--- BEGIN DATA ENTRIES ---

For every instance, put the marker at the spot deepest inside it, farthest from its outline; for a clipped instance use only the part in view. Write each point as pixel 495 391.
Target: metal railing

--- END DATA ENTRIES ---
--- BEGIN DATA ENTRIES ---

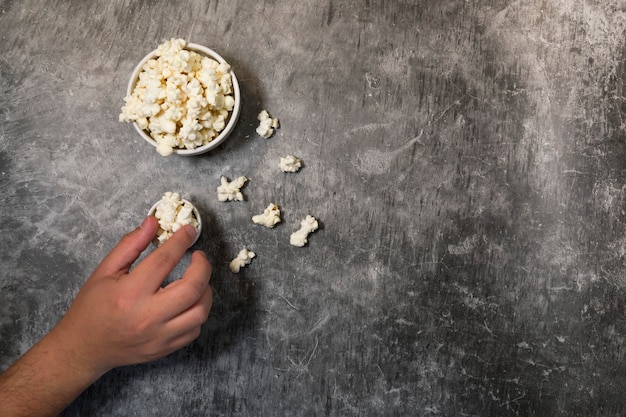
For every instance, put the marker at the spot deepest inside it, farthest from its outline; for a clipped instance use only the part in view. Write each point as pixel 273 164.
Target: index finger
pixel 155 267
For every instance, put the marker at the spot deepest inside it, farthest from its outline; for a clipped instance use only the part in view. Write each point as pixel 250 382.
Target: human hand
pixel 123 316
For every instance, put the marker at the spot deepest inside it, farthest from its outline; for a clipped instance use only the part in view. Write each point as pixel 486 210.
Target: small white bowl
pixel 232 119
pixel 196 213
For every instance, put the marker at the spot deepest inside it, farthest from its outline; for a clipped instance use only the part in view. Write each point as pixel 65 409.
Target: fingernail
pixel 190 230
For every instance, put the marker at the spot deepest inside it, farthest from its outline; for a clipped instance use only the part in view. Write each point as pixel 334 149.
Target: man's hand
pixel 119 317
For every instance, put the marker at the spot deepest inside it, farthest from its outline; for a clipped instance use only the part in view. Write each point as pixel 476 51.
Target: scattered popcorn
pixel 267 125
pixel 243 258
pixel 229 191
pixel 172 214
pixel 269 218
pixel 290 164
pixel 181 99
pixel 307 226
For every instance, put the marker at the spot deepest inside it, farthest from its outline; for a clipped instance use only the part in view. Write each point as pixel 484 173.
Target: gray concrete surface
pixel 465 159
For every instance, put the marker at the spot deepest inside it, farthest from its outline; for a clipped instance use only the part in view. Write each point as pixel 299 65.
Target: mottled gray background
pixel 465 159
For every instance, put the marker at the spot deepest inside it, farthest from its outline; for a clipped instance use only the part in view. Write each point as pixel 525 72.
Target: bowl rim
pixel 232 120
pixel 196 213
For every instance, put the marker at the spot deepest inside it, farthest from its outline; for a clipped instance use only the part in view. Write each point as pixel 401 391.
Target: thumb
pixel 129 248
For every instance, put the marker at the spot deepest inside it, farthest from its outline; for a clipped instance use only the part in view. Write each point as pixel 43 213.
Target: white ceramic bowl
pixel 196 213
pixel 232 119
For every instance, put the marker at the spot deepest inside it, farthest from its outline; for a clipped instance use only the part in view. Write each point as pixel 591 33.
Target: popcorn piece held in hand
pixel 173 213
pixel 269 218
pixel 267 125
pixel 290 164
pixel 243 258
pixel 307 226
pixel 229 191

--- END DATA ENTRIES ---
--- BEGIN DATA ENTRIES ---

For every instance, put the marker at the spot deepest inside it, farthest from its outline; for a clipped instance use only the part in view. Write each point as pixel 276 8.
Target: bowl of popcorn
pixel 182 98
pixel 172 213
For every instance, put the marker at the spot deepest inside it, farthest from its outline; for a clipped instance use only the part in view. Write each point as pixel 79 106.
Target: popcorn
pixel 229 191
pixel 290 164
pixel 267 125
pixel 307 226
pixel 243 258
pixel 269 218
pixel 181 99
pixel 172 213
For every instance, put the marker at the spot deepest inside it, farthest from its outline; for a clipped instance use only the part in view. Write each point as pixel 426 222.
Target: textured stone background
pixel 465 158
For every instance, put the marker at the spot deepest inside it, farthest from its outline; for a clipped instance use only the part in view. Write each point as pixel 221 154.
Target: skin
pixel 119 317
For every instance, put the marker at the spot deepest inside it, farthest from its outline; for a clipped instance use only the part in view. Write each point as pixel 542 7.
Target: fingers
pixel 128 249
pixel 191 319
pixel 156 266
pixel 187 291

--- END DATA ENTRIES ---

> EXERCISE AIM:
Update the data from the line containing "pixel 65 409." down to the line containing "pixel 190 230", replacing "fingernail" with "nail" and leaving everything else unchanged.

> OUTPUT FOR THIS EXERCISE:
For every instance, put the marker at the spot deepest inside it, farthest from its outline; for a clipped instance use only the part in view. Write each point as pixel 65 409.
Target: nail
pixel 190 230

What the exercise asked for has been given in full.